§ STATED TASK:
Can you write out every line between the lines holding "I'd appreciate it if you could detect the distant" and "[0,394,750,484]", inclusive, shifting each bounding-box coordinate in the answers by -103 and keeping all other text unchanged?

§ TASK MATERIAL:
— Start —

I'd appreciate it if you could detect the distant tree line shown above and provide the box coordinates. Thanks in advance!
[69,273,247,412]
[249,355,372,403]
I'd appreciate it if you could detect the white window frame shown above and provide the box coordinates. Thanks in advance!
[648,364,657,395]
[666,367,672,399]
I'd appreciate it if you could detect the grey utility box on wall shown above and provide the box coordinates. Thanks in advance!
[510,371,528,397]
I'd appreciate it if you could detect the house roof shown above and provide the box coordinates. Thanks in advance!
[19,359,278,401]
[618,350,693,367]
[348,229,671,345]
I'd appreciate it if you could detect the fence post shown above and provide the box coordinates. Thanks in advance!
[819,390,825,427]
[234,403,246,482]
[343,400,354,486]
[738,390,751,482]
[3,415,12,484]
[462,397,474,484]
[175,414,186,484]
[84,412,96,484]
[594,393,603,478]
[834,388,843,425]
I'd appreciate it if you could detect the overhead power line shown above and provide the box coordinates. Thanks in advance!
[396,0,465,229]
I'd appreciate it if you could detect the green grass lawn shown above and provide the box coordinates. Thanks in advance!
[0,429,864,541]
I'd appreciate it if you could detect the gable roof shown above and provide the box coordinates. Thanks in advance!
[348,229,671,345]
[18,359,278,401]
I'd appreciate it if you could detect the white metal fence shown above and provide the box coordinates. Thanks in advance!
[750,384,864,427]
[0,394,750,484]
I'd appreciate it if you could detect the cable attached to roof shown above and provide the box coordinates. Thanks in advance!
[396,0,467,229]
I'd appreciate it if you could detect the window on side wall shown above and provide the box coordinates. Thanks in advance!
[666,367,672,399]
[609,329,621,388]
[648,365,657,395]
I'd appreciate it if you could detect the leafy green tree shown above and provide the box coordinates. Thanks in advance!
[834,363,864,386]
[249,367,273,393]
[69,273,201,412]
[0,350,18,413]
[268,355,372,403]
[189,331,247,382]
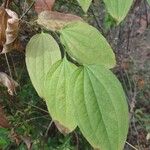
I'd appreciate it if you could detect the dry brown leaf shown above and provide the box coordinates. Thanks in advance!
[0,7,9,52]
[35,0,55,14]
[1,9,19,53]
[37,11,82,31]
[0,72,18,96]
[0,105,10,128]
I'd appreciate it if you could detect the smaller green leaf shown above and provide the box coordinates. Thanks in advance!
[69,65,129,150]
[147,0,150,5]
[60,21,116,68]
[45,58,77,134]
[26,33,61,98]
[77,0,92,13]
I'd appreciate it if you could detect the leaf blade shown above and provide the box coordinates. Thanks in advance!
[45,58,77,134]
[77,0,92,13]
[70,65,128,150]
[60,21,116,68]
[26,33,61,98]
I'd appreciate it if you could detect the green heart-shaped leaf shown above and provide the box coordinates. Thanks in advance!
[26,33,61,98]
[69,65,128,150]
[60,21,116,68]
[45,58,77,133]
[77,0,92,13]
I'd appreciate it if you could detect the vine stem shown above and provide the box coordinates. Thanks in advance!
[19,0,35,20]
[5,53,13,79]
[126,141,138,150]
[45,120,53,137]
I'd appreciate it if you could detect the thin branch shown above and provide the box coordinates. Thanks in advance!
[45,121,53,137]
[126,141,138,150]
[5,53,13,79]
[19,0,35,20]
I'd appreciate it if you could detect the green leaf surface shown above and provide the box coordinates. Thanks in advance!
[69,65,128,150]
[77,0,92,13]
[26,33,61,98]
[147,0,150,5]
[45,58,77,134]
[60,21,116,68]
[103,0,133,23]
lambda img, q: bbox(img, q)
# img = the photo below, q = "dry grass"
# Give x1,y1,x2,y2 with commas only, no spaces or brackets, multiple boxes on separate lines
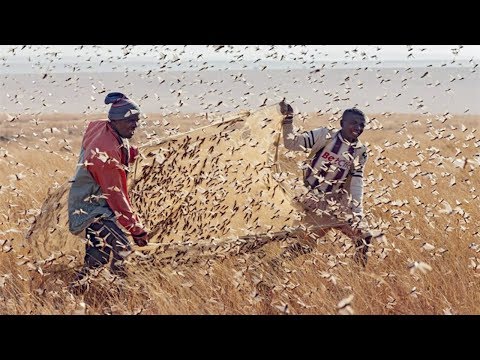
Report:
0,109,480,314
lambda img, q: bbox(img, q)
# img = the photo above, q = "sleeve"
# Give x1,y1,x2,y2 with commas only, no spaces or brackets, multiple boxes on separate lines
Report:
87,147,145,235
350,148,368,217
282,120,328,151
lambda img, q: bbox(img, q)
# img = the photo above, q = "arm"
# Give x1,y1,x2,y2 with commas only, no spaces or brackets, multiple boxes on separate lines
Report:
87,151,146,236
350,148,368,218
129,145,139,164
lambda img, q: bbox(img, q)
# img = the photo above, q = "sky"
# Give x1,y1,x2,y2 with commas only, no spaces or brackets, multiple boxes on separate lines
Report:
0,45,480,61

— End —
— Start —

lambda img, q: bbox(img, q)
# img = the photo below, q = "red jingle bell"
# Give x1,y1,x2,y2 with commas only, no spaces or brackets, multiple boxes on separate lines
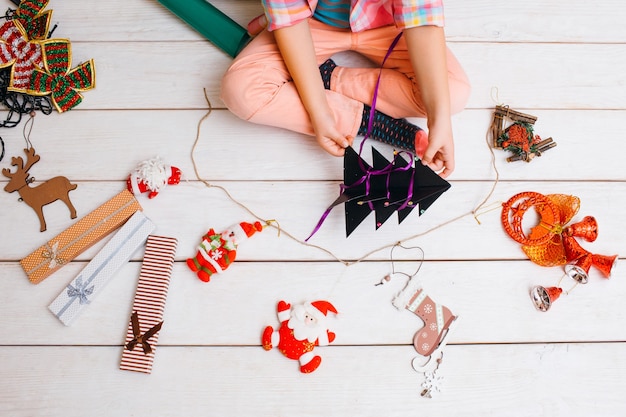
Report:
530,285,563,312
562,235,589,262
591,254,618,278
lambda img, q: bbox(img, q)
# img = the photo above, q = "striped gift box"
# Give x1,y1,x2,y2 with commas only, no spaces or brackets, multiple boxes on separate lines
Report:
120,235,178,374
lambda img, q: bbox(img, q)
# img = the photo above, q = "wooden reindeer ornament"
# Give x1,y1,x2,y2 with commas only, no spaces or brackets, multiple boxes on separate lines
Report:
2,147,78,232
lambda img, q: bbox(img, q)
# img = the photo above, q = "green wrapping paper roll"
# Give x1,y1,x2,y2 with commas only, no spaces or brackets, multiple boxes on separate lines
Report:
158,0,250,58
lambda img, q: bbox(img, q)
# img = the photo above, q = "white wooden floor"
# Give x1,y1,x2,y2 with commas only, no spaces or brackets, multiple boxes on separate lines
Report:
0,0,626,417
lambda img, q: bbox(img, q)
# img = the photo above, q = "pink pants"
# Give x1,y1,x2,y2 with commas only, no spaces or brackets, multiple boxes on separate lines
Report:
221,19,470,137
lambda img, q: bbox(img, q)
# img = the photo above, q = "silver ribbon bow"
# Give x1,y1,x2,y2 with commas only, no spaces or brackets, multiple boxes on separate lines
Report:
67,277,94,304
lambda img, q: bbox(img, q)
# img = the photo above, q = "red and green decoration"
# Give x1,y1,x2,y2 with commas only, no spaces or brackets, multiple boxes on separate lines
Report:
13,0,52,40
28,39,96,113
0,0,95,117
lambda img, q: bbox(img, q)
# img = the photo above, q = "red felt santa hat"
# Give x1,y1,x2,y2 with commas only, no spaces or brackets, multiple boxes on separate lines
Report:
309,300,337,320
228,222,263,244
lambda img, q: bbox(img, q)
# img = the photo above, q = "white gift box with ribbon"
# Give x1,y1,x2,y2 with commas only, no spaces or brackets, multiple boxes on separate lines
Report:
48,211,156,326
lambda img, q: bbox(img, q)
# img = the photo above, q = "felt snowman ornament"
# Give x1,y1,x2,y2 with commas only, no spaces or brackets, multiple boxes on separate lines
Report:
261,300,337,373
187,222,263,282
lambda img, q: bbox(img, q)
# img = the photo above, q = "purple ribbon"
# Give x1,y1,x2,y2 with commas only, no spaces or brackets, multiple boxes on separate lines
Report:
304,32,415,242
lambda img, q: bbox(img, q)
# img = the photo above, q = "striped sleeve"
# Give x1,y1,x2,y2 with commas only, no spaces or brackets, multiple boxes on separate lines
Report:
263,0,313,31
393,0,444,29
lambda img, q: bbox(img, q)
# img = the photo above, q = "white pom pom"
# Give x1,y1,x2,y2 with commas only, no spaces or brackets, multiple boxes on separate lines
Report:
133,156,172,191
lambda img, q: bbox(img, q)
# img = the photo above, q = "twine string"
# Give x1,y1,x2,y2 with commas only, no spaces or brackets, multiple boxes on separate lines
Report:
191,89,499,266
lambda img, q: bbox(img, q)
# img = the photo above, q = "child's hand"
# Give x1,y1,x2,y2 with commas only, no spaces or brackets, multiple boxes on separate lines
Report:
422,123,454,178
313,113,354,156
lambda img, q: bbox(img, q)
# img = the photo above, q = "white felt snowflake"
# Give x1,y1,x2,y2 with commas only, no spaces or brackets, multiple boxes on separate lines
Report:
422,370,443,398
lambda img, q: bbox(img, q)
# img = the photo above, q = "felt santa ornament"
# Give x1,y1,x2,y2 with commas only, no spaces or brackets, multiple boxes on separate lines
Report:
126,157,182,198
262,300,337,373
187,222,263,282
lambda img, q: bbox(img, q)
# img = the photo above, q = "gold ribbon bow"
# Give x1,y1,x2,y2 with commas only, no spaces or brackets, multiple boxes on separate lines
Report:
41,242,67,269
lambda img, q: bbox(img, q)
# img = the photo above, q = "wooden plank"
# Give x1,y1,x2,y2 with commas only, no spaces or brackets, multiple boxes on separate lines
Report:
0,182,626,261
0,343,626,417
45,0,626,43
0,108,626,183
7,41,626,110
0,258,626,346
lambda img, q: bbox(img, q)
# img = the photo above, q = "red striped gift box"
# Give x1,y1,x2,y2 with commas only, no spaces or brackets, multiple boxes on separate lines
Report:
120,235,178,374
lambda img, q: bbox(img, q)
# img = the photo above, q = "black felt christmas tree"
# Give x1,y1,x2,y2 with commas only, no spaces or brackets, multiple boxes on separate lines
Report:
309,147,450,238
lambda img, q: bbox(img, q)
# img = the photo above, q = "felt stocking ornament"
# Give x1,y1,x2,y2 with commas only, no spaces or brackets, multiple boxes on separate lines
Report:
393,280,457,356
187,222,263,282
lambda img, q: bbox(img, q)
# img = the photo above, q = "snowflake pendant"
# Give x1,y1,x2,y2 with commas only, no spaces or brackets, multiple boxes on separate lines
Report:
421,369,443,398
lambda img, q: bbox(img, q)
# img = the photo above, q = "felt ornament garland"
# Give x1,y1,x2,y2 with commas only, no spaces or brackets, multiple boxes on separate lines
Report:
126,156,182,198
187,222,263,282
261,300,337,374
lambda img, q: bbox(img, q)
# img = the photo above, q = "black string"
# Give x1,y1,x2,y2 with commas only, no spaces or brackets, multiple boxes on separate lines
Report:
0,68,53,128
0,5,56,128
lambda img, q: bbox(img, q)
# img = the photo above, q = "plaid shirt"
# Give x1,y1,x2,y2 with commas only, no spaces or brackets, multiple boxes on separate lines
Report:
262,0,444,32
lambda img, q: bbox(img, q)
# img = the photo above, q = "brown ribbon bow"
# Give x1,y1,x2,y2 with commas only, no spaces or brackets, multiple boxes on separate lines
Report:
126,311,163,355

— End —

§ THE COMPLETED TASK:
I'd appreciate it if you could detect the distant tree line shown above and provide the box coordinates. Thanks in advance!
[-34,170,144,309]
[146,252,269,300]
I'd appreciate it if you could detect the white window frame shown above and provide the box coordinates. Thanks in advance!
[545,261,554,292]
[563,264,569,296]
I'd appreciate it if you could detect the grey utility box on wall shown above and provide the box coordinates. Thanks in advance!
[407,268,425,294]
I'd appreciate it if you could detect the house roof shown above and provide the box coordinates. Thanks in advance!
[-84,256,175,298]
[515,247,590,264]
[245,126,568,242]
I'd appreciate it if you could detect the fence post shown above and provide the box coordinates. Thanks in advance!
[716,287,722,324]
[131,300,143,379]
[240,297,251,383]
[635,287,648,379]
[-100,312,-91,381]
[359,294,371,381]
[72,311,83,381]
[-19,309,-7,381]
[491,290,500,375]
[731,285,740,322]
I'd appreciate it if you could detect the overhead power line shown above and provide the box coordinates. Thanks in advance!
[293,-103,362,126]
I'd appreciate it if you could detect the green grass lawn shown above and provide the box coordinates. Thanks in advance!
[-103,326,761,438]
I'd appreciate it if you could detect the gable roof shown above and provide the box coordinates. Thanks in advance!
[245,126,568,242]
[-85,256,175,298]
I'd appreciate it if you could detect the white metal fence shown above and provide the box coordinates. Thanks in advance!
[647,281,761,324]
[-103,291,647,381]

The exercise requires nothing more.